:: Отрывок
ЗВЕНЬЯ

Юлия Винер

МОЯ ДИКОВИННАЯ РОДНЯ

О моем отце в Краткой Литературной Энциклопедии (1962) сказано, в частности, так:
«Винер Меер (31.12.1893, г. Краков -1941) — евр. сов. писатель, литературовед. /…/Автор капитального труда «К истории еврейской литературы XIX в.» (1940), содержащего марксистский анализ явлений евр. лит-ры. В. принадлежат также работы «Фольклоризм и фольклористика» (1932), «Проблемы критики» (1933), «Социалистическое содержание и национальная форма советской литературы» (1940; последние две работы совместно с А.Ш. Гурштейном)/…/»
Звучит, как нормальный, благопристойный советский еврейский писатель. В детстве мне, в силу естественного детского конформизма даже и хотелось так о нем думать. Однако все, что я о нем помнила сама, что рассказывала моя мать и друзья отца, а тем более все, что я узнала о нем с годами, противоречило этому тривиальному, удобному образу.
О месте М. Винера в еврейском литературоведении и литературе я судить не берусь, да и не хочу. Отдаю себе отчет в том, что знающие люди считают, что место он занимает незаурядное, но своего суждения не имею — по недостатку знаний. И говорить хочу только о том, что меня, как это бывает с возрастом, стало все больше занимать — об истории моих предков, в данном случае со стороны отца. История эта, как только я о ней что-то узнала, всегда казалась мне, прозаическому советскому существу, диковинной и ни на что не похожей (теперь-то я знаю, что истории всех еврейских семей — диковинные и ни на что не похожие). И об отце я сейчас говорю, как о первом, если глядеть от меня вспять, звене в этой цепи. Я очень рано почувствовала, что отец мой на нашей советской родине — чужестранец. Он даже одевался иначе — изящнее и добротнее, чем другие, сумев на долгие годы растянуть свой элегантный, позже выяснилось — венский, гардероб (его замшевые гамаши с черными перламутровыми пуговками, его тонкого полотна рубашки с отстегивающимися воротничками и широкое мохнатое пальто донашивали потом, во время войны, бабы в среднерусской деревне, откуда моя мать привезла за них мешок муки и горшочек топленого масла). И в еде он сохранил совершенно нерусские привычки: избегая картошки, каши, борща и колбасы, он ограничивался чашкой кофе с сухарями по утрам и кровавым бифштексом с салатом к позднему обеду. И по-русски говорил скверно, часами беседуя по телефону на неизвестных мне языках, а писал, мешая русские буквы с латинскими.
::::
:: Извлечённые записи
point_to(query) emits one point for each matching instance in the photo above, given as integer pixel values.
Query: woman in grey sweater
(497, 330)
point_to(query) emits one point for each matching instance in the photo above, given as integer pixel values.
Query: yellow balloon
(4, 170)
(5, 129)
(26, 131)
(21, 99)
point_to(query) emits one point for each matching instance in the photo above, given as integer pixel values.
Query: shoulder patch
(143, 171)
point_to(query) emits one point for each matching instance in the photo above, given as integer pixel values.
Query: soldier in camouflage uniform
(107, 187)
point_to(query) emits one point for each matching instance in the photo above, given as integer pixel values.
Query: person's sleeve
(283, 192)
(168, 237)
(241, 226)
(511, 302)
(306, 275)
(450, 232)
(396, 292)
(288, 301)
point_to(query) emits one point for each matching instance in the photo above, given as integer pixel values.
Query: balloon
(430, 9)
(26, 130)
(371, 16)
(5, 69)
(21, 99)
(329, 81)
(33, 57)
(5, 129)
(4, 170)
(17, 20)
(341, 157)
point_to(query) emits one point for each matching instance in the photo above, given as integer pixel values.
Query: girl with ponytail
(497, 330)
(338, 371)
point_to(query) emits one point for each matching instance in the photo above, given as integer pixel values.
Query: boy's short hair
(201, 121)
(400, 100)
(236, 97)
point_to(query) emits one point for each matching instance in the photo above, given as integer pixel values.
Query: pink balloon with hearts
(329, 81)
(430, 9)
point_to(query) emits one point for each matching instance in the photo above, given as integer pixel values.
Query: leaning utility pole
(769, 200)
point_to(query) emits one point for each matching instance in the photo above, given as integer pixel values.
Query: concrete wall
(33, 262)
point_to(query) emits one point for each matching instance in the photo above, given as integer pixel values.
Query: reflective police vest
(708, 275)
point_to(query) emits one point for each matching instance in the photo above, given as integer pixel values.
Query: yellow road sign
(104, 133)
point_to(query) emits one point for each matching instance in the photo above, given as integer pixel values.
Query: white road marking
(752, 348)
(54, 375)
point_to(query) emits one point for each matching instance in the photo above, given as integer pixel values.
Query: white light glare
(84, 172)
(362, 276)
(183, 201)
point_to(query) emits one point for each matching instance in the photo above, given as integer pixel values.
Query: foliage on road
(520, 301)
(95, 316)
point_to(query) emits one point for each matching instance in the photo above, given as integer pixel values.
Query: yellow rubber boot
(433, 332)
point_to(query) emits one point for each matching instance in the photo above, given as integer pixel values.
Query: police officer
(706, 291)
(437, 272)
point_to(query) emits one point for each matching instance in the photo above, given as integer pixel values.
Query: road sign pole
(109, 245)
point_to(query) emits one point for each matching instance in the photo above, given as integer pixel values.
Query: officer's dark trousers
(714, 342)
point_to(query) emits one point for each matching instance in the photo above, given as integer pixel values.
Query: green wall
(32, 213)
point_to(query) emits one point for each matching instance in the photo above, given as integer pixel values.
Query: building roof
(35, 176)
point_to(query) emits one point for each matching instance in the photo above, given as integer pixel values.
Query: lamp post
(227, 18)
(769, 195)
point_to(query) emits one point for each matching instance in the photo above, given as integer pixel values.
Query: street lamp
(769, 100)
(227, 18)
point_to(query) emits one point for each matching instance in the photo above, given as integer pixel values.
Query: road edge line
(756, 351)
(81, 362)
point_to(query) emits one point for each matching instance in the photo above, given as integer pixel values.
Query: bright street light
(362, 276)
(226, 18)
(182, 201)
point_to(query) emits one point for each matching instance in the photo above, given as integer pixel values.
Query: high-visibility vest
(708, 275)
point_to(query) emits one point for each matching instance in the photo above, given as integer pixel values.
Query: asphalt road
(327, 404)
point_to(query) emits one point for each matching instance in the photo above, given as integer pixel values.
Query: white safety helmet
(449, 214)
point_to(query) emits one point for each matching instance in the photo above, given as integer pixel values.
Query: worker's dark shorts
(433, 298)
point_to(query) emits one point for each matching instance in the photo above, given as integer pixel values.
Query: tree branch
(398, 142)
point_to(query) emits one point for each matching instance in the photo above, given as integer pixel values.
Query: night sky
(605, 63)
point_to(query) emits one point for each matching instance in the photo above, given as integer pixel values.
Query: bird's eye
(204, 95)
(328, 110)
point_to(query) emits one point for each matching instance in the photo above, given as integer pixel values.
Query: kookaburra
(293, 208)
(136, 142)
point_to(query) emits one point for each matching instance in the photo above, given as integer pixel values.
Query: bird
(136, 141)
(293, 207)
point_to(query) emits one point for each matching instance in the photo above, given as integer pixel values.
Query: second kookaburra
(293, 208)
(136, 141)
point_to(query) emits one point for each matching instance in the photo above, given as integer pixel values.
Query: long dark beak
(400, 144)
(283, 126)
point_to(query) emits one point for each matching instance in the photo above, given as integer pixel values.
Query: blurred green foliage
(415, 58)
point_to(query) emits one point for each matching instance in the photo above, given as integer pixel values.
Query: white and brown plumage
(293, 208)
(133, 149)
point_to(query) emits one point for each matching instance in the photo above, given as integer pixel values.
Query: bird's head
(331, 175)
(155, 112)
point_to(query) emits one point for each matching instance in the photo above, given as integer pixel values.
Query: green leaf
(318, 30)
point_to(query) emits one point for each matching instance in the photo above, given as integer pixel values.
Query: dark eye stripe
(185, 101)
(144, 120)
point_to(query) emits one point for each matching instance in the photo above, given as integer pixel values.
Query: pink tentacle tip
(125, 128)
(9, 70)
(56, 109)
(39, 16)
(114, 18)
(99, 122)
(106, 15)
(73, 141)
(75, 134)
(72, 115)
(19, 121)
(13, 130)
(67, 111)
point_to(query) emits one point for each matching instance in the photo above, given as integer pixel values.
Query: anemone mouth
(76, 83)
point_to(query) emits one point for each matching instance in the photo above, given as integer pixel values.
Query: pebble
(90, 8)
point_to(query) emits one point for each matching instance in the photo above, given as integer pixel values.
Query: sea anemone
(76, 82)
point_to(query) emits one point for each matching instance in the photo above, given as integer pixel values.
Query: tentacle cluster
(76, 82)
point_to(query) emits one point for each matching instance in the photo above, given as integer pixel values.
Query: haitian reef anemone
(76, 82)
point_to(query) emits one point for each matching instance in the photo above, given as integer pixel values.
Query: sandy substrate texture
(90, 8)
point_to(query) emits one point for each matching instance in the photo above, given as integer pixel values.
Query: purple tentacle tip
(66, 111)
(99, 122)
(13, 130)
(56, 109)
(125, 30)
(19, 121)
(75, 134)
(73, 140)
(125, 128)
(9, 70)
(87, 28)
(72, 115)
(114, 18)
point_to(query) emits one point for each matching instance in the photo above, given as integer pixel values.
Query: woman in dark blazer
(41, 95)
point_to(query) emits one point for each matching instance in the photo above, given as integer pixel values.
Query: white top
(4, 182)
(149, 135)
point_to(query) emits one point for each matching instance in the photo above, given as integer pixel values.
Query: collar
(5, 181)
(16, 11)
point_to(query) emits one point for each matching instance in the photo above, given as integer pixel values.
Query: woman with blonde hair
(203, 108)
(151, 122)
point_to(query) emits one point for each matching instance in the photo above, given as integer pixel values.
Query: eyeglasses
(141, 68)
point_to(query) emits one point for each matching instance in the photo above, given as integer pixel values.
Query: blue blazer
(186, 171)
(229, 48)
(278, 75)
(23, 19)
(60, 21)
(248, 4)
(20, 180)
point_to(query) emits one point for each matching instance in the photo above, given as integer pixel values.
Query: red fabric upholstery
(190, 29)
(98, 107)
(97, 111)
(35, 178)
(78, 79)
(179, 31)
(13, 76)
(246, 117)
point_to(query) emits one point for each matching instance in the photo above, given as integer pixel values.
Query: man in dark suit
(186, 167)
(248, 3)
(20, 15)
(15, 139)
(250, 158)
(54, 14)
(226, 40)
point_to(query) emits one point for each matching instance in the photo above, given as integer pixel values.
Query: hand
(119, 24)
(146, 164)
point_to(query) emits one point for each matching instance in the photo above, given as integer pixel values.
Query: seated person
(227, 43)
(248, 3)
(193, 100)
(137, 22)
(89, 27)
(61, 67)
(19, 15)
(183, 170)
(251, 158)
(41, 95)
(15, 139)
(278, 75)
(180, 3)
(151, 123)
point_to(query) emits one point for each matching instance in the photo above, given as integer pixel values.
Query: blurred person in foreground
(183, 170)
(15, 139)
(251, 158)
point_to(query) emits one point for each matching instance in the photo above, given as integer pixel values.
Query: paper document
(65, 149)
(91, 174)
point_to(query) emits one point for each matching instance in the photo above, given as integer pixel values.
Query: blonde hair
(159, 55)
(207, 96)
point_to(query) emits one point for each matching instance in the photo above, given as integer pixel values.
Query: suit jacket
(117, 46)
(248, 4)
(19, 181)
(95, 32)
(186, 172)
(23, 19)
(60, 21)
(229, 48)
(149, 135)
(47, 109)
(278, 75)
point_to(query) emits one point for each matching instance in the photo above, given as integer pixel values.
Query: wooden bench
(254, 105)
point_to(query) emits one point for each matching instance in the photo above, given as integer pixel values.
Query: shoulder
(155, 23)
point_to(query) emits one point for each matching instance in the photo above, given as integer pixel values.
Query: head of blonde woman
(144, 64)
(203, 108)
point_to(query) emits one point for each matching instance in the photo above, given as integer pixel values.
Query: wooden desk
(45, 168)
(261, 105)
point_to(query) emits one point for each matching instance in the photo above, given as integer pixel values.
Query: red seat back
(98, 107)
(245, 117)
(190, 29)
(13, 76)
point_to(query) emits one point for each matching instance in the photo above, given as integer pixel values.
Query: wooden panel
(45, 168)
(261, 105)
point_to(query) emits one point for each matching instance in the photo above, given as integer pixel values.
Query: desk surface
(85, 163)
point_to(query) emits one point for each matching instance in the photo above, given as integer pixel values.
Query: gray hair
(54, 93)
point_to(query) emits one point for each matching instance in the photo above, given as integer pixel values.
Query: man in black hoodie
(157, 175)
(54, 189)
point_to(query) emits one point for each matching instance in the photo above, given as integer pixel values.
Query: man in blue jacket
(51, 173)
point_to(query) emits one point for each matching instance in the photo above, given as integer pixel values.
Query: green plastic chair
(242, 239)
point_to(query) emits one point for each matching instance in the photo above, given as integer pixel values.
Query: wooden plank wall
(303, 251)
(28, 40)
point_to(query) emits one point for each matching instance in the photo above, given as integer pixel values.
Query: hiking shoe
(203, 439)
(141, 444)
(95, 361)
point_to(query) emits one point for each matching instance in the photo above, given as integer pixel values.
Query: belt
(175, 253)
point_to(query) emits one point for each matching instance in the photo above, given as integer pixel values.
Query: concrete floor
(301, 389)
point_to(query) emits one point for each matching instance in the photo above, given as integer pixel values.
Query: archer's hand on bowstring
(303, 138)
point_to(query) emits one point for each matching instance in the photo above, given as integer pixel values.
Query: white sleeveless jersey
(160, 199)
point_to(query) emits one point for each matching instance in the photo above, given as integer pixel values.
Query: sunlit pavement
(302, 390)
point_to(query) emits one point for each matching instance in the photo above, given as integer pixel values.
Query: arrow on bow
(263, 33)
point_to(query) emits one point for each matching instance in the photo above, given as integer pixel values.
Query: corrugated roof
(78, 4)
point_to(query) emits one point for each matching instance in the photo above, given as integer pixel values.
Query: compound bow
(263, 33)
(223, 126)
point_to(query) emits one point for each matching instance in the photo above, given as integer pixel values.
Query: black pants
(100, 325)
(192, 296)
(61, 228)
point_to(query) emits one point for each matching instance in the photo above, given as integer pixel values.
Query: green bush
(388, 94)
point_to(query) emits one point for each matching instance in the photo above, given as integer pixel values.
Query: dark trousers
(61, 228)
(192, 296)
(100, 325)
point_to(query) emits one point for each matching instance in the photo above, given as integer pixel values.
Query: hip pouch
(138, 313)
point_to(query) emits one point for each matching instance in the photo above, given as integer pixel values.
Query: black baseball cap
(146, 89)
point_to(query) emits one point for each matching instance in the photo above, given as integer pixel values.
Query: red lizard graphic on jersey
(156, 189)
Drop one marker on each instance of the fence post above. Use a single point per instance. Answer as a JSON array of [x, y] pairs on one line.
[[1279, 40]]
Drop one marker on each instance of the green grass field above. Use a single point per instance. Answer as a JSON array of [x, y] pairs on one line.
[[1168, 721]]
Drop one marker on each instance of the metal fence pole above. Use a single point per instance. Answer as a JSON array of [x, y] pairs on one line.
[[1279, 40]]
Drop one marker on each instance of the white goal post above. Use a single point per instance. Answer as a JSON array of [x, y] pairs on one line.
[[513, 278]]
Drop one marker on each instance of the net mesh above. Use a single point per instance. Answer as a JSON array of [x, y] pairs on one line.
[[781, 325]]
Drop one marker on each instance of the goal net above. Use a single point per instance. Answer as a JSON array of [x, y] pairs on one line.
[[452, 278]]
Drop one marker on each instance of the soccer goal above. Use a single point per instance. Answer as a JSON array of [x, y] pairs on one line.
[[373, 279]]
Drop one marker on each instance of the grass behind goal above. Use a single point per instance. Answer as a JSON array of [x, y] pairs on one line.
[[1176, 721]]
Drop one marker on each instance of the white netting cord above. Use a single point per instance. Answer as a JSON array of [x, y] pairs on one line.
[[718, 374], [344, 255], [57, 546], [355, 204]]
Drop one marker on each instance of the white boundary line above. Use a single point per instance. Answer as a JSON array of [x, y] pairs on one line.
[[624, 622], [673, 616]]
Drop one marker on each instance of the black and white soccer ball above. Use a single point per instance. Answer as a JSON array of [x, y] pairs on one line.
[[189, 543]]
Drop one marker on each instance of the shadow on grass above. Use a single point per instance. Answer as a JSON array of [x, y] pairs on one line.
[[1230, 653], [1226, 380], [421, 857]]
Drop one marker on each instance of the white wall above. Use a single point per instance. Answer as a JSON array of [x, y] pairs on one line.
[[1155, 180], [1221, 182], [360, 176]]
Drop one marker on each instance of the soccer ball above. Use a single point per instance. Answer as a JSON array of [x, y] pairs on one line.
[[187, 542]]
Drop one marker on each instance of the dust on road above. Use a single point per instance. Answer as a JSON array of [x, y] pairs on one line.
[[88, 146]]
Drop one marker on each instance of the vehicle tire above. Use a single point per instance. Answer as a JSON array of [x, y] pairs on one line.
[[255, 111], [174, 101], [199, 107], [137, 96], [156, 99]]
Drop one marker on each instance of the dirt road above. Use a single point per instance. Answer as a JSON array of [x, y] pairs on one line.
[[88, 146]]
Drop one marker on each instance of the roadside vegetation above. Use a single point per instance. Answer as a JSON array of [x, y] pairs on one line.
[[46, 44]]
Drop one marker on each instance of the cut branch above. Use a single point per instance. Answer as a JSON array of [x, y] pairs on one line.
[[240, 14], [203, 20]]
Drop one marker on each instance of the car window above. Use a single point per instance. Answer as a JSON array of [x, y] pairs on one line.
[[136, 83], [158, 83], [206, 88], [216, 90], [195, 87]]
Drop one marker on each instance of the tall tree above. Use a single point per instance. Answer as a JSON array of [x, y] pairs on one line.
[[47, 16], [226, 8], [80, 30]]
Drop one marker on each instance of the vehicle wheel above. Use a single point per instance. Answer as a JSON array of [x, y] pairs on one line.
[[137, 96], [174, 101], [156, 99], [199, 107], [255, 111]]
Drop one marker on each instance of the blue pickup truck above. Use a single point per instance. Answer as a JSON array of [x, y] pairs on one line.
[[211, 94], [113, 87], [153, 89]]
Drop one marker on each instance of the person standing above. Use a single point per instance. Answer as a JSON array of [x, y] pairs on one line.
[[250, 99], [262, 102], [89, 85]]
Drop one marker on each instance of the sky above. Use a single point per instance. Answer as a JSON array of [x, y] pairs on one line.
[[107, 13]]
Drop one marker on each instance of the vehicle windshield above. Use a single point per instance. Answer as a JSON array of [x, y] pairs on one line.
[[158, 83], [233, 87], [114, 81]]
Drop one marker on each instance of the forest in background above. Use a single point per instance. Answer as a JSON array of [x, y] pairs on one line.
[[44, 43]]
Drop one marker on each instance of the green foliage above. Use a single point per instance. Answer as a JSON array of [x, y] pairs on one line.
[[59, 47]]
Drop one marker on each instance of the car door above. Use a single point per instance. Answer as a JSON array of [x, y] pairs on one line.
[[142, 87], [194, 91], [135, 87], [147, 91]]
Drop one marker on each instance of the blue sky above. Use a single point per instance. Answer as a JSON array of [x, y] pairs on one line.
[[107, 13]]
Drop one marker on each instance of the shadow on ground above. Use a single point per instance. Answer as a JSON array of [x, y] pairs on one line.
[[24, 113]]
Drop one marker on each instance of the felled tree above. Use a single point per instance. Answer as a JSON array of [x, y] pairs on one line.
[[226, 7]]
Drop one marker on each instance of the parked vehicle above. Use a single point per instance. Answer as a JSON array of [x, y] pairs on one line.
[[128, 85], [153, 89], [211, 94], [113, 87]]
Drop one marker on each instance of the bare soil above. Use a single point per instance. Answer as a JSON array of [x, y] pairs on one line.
::::
§ **Что сделать**:
(a) В каком городе родился Меер Винер, если верить отрывку?
(b) Выпишите из отрывка всё, что стоит между словами "МОЯ ДИКОВИННАЯ РОДНЯ" и "тривиальному, удобному образу.", включая их самих.

§ **Выполненное задание**:
(a) В Кракове.

(b)
МОЯ ДИКОВИННАЯ РОДНЯ

О моем отце в Краткой Литературной Энциклопедии (1962) сказано, в частности, так:
«Винер Меер (31.12.1893, г. Краков -1941) — евр. сов. писатель, литературовед. /…/Автор капитального труда «К истории еврейской литературы XIX в.» (1940), содержащего марксистский анализ явлений евр. лит-ры. В. принадлежат также работы «Фольклоризм и фольклористика» (1932), «Проблемы критики» (1933), «Социалистическое содержание и национальная форма советской литературы» (1940; последние две работы совместно с А.Ш. Гурштейном)/…/»
Звучит, как нормальный, благопристойный советский еврейский писатель. В детстве мне, в силу естественного детского конформизма даже и хотелось так о нем думать. Однако все, что я о нем помнила сама, что рассказывала моя мать и друзья отца, а тем более все, что я узнала о нем с годами, противоречило этому тривиальному, удобному образу.